- Written tasks:
[1] Copy the passage on the Key West Literary Seminar word for word, from "The Key West Literary Seminar" up to and including "publisher Arlo Haskell.".
[2] In two sentences, summarize the text on the Key West Literary Seminar.
[3] Pick up the text about the Key West Literary Seminar after its last sentence and keep writing.

>> START Excerpt to read

= Key West Literary Seminar =

Annual writers' conference

The Key West Literary Seminar is a writers' conference and festival held each January in Key West, Florida. It draws an international audience for readings, panel discussions, and workshops.

==History==
The seminar was founded in 1983 by David Kaufelt and his wife Lynn Kaufelt, as a program operated by the Council for Florida Libraries. The inaugural event, known as the Key West Literary Tour and Seminar, consisted of readings, panel discussions, literary walking tours, and cocktail parties. This basic format remains unchanged. The current executive director is poet, writer and publisher Arlo Haskell.

In its early years, the seminar focused on the literary history of Key West, a small subtropical town which has been home to Ernest Hemingway, Elizabeth Bishop, Wallace Stevens, Robert Frost, and Tennessee Williams, among others. Subsequent Seminars have been devoted to broader genres or literary themes.

In 1987, the seminar incorporated as a 501(c)(3) tax-exempt corporation, run by a board of directors, with Lynn Kaufelt named as the executive director. In 1988, Monica Haskell became executive director. She was succeeded by Miles Frieden in 1995. Many well-known authors have served on the seminar's board of directors, including Judy Blume, Harry Mathews, James Gleick, William Wright, Richard Wilbur, and John Malcolm Brinnin. An honorary board of directors has included popular singer Jimmy Buffett, former First Lady Barbara Bush, and writers Annie Dillard, Robert Stone, Alison Lurie, and Joy Williams.

>> END Excerpt to read
>> START Source excerpt

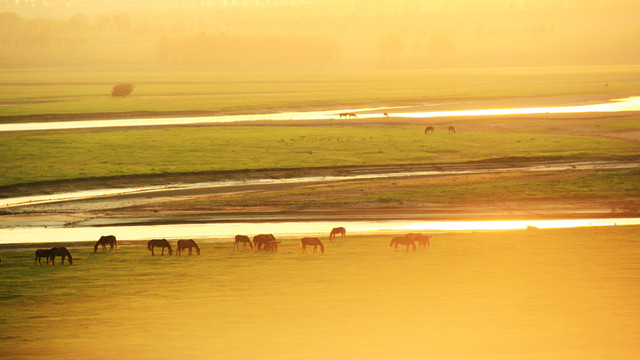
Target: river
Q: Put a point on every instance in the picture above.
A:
(616, 105)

>> END Source excerpt

- Answers to the problems:
[1]
The Key West Literary Seminar is a writers' conference and festival held each January in Key West, Florida. It draws an international audience for readings, panel discussions, and workshops.

==History==
The seminar was founded in 1983 by David Kaufelt and his wife Lynn Kaufelt, as a program operated by the Council for Florida Libraries. The inaugural event, known as the Key West Literary Tour and Seminar, consisted of readings, panel discussions, literary walking tours, and cocktail parties. This basic format remains unchanged. The current executive director is poet, writer and publisher Arlo Haskell.

[2] The Key West Literary Seminar is a writers' conference and festival held each January in Key West, Florida, founded in 1983 by David Kaufelt and Lynn Kaufelt. It first focused on the town's literary history, later turned to broader genres and themes, and in 1987 incorporated as a tax-exempt corporation run by a board of directors.

[3]
The seminar was formerly held at the Tennessee Williams Fine Arts Center at Florida Keys Community College on Stock Island. Since 1993, events have been held on Duval Street at the San Carlos Institute, a historic building whose construction was partly funded by the Republic of Cuba during the 1920s. The seminar begins each year with the John Hersey Memorial Address and features a series of receptions at notable Key West locations.

Through their website, the seminar offers audio recordings of past events, biographies of past and forthcoming speakers, and information about Key West's literary history.

The seminar went on hiatus in 2021.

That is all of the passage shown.